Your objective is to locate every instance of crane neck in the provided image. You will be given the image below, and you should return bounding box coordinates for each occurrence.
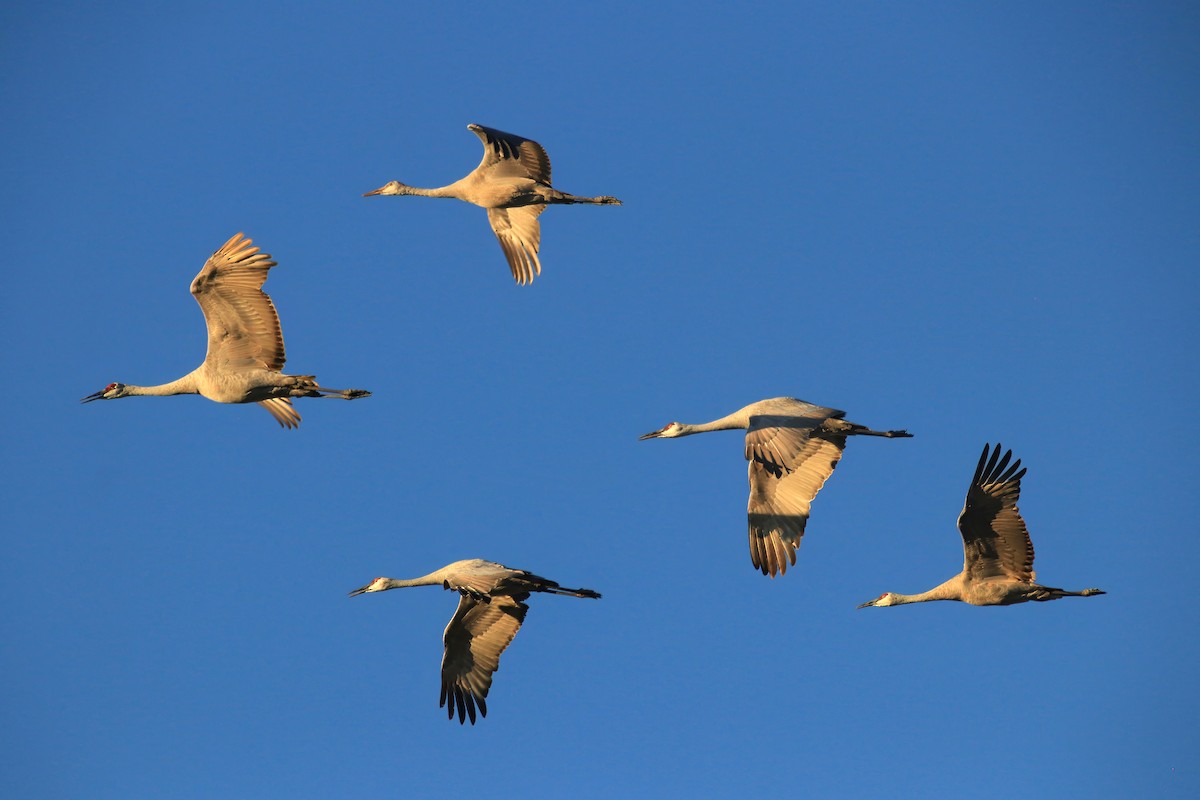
[123,374,201,397]
[382,575,445,590]
[403,184,461,199]
[679,411,751,436]
[890,579,962,605]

------------------------------------

PROBLEM TO WORK ON: In your copy, please omit the pictures and print every line of the records exactly.

PROBLEM SOLUTION:
Your objective is to locate every instance of crane neck in the provided image. You will be given the image below, and you should return bounding box coordinates for each occurrence.
[123,374,201,397]
[382,575,445,590]
[403,184,461,199]
[679,411,751,436]
[890,579,962,605]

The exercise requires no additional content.